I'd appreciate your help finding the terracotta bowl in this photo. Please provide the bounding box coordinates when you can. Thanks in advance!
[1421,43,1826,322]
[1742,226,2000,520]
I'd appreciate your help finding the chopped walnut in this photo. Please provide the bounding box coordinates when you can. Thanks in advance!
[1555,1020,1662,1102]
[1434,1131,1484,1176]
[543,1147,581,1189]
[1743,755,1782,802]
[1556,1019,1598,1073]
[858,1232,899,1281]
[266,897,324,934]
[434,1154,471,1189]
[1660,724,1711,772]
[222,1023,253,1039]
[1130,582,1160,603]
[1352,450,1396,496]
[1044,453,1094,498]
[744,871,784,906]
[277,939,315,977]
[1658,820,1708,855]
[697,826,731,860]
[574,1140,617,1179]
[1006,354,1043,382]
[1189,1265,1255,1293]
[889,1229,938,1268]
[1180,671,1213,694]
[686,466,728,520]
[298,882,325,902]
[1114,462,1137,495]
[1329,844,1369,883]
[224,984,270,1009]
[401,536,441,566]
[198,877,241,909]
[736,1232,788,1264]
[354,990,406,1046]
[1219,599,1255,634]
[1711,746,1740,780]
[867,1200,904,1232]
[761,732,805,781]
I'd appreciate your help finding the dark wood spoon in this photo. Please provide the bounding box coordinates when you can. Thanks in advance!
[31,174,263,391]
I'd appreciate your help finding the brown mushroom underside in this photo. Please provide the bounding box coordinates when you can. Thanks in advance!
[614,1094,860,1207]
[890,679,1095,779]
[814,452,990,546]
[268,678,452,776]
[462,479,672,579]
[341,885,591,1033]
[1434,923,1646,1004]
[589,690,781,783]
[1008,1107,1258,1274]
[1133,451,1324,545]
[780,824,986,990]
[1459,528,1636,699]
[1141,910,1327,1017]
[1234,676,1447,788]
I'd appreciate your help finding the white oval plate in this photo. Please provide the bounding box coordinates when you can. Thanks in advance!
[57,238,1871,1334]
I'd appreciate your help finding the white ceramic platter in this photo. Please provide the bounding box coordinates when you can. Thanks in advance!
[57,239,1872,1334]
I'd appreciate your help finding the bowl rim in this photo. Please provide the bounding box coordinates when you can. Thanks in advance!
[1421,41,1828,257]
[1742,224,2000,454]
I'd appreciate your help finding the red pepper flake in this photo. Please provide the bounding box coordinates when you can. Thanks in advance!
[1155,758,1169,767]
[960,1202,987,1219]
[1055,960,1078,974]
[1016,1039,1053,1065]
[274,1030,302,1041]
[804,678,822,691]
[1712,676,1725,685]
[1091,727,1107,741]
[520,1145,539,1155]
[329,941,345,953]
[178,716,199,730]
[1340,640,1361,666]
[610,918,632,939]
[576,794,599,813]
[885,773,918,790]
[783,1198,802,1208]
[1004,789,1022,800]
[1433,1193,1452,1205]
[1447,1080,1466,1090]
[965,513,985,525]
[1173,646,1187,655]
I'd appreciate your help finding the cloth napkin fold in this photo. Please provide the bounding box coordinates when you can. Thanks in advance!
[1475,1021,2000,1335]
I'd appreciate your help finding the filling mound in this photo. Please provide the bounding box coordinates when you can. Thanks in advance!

Aim of the task:
Retype each line of the data exactly as it reads.

Answer space:
I'd appreciate your help finding the terracotta bowl in this photo. Please provide the bounding box coordinates when you can. Thanks in advance!
[1421,43,1826,322]
[1742,226,2000,520]
I'd appreciate your help finding the chopped walnut in this photo. Please provide the bounding box coordinates when you can. Thanks in advance!
[1555,1020,1662,1102]
[1434,1131,1484,1176]
[543,1147,581,1189]
[1743,755,1782,802]
[1556,1019,1598,1073]
[858,1232,899,1281]
[266,897,324,934]
[434,1154,471,1189]
[1660,724,1711,772]
[222,1023,253,1039]
[1130,582,1160,603]
[1352,450,1396,496]
[1044,453,1094,498]
[744,871,784,906]
[277,939,315,977]
[1658,820,1708,855]
[697,826,731,860]
[574,1140,617,1179]
[1006,354,1043,382]
[1189,1265,1255,1293]
[889,1229,938,1268]
[1180,671,1213,694]
[686,466,728,520]
[298,882,325,902]
[1114,462,1137,495]
[1329,844,1369,883]
[224,984,270,1009]
[401,536,441,566]
[198,877,241,909]
[736,1232,788,1264]
[354,990,406,1046]
[1219,599,1255,634]
[1711,746,1740,780]
[867,1200,904,1232]
[761,732,805,781]
I'd appreciate your help finding the dark wood spoon in this photo. Please provide the bounding box coordinates when you can. Thanks in advance!
[31,174,263,391]
I'd appreciate your help finding the brown mushroom underside in this photo. Please provide the bounding box coordinates when you can. Thanks in advance!
[614,1094,860,1207]
[890,679,1095,779]
[814,452,990,546]
[268,678,452,776]
[462,479,672,579]
[341,885,591,1033]
[1434,923,1646,1004]
[589,690,781,783]
[1008,1107,1258,1274]
[1133,451,1324,545]
[780,824,986,990]
[1459,528,1636,699]
[1141,910,1327,1017]
[1234,676,1447,788]
I'd appreciate your help finding the white oval plate in this photo. Please provide the bounding box coordinates when you can. Thanks in advance!
[57,238,1871,1334]
I'd appreciate your help finding the white ceramic platter in this photo. Please provide the bounding box coordinates when you can. Thanks in advance!
[57,239,1872,1334]
I'd appreciate your help finding the bowl rim in this photo. Please provide the bounding box coordinates when you can. Thanks in advance!
[1421,41,1828,257]
[1742,224,2000,454]
I'd appreciate your help finding the red pepper flake in this photo. Please provide the bounding box coordinates when you can. Thanks in advance!
[1155,758,1169,767]
[960,1202,987,1219]
[1055,960,1078,974]
[1016,1039,1053,1065]
[274,1030,302,1041]
[804,678,822,691]
[1712,676,1725,685]
[1091,727,1107,741]
[520,1145,539,1155]
[329,941,345,953]
[178,716,199,730]
[1340,640,1361,666]
[610,918,632,939]
[576,794,599,813]
[885,773,918,790]
[783,1198,802,1208]
[1004,789,1022,800]
[1433,1193,1452,1205]
[1447,1080,1466,1090]
[965,513,985,525]
[1173,646,1187,655]
I'd appreciate your help finding the cloth napkin fold in this photo. Please provide the bounding box coordinates when you can. Thanks in advance!
[1475,1021,2000,1335]
I'd appreciate your help finding the filling mound in this photo. Please provide the bounding box coordinates when you can. Thanks in advance!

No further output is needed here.